What to do: Find how many lines in the material below hold the word "hill". Reply with that figure alone.

※

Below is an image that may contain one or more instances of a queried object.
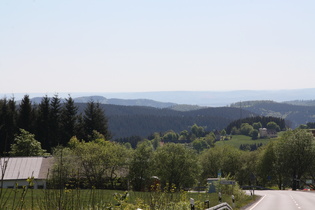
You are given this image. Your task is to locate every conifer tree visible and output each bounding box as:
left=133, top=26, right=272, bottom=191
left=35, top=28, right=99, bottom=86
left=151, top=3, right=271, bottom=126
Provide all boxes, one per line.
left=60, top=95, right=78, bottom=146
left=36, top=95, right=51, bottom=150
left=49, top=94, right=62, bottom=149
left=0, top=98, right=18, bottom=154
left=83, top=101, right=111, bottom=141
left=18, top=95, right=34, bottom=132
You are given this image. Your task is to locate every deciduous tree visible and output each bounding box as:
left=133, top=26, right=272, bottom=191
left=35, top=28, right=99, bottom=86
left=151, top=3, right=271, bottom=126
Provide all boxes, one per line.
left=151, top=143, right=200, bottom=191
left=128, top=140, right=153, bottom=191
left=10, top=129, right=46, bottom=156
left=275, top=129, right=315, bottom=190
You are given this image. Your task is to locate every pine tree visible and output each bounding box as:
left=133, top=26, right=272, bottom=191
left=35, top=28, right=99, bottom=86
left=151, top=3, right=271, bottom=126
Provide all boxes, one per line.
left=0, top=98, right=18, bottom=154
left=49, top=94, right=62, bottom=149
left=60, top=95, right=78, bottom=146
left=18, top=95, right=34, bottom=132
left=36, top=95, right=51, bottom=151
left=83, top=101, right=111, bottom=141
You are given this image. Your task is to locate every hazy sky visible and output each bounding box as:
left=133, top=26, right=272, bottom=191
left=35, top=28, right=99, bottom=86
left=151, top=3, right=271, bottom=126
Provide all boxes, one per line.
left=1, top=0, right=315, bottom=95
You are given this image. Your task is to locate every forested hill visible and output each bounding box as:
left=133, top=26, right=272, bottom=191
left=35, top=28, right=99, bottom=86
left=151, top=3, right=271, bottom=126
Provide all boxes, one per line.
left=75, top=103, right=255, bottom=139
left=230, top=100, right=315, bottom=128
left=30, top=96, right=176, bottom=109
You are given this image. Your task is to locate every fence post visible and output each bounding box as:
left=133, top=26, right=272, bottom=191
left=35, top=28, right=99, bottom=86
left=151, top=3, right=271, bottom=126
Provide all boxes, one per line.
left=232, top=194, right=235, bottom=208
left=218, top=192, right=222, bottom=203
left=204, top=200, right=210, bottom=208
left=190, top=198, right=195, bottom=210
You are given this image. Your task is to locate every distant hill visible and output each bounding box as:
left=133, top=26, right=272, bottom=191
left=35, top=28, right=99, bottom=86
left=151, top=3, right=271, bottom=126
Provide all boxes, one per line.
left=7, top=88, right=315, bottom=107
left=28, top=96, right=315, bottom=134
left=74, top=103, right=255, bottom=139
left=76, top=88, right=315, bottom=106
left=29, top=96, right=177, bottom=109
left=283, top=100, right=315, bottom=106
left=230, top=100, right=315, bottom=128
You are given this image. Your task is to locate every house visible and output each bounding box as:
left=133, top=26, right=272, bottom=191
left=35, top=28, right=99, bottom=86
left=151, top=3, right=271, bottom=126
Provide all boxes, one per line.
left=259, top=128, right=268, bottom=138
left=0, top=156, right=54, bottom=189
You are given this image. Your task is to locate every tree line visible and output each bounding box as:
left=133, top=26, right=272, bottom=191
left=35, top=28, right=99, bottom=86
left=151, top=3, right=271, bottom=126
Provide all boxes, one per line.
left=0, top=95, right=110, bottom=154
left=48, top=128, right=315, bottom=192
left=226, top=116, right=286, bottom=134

※

Exercise output: 2